## Exercise material
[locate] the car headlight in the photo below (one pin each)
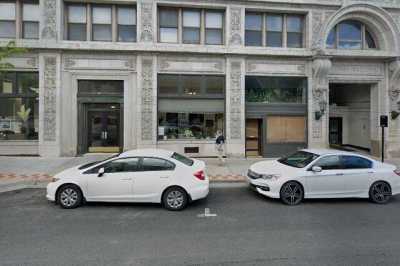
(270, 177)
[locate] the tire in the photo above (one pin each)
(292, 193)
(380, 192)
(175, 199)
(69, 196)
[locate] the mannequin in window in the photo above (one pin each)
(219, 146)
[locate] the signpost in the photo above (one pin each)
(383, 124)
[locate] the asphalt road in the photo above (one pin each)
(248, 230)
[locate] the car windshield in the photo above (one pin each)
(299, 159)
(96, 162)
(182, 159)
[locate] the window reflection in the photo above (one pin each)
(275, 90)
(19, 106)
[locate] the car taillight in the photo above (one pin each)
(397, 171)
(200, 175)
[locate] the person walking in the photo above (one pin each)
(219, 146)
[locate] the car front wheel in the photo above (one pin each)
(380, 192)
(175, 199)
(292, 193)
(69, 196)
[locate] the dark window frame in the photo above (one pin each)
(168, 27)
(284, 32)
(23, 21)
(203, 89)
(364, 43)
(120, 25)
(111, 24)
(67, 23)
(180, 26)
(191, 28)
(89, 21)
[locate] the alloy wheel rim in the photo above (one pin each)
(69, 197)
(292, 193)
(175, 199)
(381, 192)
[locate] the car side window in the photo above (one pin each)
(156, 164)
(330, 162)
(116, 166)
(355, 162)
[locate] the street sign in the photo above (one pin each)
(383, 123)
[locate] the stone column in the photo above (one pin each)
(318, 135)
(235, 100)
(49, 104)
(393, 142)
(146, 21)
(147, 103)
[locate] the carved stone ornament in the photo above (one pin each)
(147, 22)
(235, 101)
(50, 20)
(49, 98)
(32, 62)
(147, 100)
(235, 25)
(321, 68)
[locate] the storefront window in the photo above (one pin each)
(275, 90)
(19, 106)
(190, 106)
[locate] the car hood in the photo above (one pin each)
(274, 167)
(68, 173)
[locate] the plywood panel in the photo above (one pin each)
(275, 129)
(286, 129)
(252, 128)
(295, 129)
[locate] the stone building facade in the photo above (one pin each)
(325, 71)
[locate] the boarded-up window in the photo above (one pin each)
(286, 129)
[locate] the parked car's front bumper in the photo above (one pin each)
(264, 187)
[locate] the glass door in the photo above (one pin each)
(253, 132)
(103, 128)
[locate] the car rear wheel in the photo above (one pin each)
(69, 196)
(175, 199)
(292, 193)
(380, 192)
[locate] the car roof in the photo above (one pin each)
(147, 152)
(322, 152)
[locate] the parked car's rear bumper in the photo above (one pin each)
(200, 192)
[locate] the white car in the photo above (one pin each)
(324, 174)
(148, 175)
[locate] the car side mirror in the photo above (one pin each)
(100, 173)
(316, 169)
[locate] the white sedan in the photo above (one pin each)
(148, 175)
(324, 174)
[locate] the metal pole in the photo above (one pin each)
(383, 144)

## Given exercise
Extract all the entries word for word; omit any pictures.

## Reply
[locate] the car headlight in the photo below (one pin each)
(270, 177)
[locate] the tire in the photo above (one pin each)
(292, 193)
(380, 192)
(175, 199)
(69, 196)
[locate] the mannequin in window in the photo above (one pin each)
(219, 146)
[locate] the signpost in the photo above (one pin each)
(383, 124)
[locate] the asphalt road in the photo above (one pin each)
(248, 230)
[locate] the car windshield in the photo above (one pin each)
(299, 159)
(96, 162)
(182, 159)
[locate] the window reflection in the photo above (one pin each)
(275, 90)
(19, 106)
[locate] the car taillight in the photo above (one pin each)
(397, 171)
(200, 175)
[locate] the person walking in the photo above (one pin each)
(219, 146)
[locate] the car front wheel in the photo above (one pin each)
(380, 192)
(175, 199)
(292, 193)
(69, 196)
[locate] the dark window frame in the photo above (one pin each)
(168, 27)
(284, 32)
(23, 21)
(203, 89)
(364, 43)
(120, 25)
(111, 24)
(67, 23)
(180, 26)
(191, 28)
(89, 21)
[locate] the alloy wheel rim in the photo above (one pin each)
(69, 197)
(292, 193)
(175, 199)
(381, 192)
[locate] the car side window in the photo above (one pin each)
(156, 164)
(330, 162)
(116, 166)
(355, 162)
[locate] the street sign in the photo above (one pin each)
(383, 123)
[locate] the stone column in the photo above (one pin each)
(318, 135)
(235, 100)
(49, 104)
(393, 142)
(146, 21)
(147, 103)
[locate] the carved stone ornament in the photo above (one pin each)
(147, 22)
(235, 101)
(50, 20)
(49, 98)
(32, 62)
(147, 100)
(235, 25)
(321, 68)
[locate] the storefront window in the photo above (one pin each)
(275, 90)
(19, 106)
(190, 106)
[locate] the car hood in the photo above (one pin each)
(274, 167)
(68, 173)
[locate] the plywood panel in the photo above (one pin each)
(275, 129)
(286, 129)
(252, 128)
(295, 129)
[locate] the stone building facade in the photo above (one pin each)
(325, 71)
[locate] the boarded-up window in the photo above (one pin each)
(286, 129)
[locate] the parked car's front bumper in the photo above (one pin each)
(264, 187)
[locate] the glass door in the photo above (one pin each)
(253, 132)
(103, 128)
[locate] the car rear wheel in the photo above (one pin each)
(69, 196)
(175, 199)
(292, 193)
(380, 192)
[locate] the car roof in the photo above (one pin each)
(147, 152)
(322, 152)
[locate] the parked car's rear bumper in the photo above (one pin each)
(200, 192)
[locate] the white car in the photo above (one pin each)
(324, 174)
(148, 175)
[locate] the car side mirror in the photo above (one pin each)
(100, 173)
(316, 169)
[locate] the white sedan in the photo above (one pin each)
(148, 175)
(324, 174)
[locate] the metal pole in the photo above (one pin each)
(383, 144)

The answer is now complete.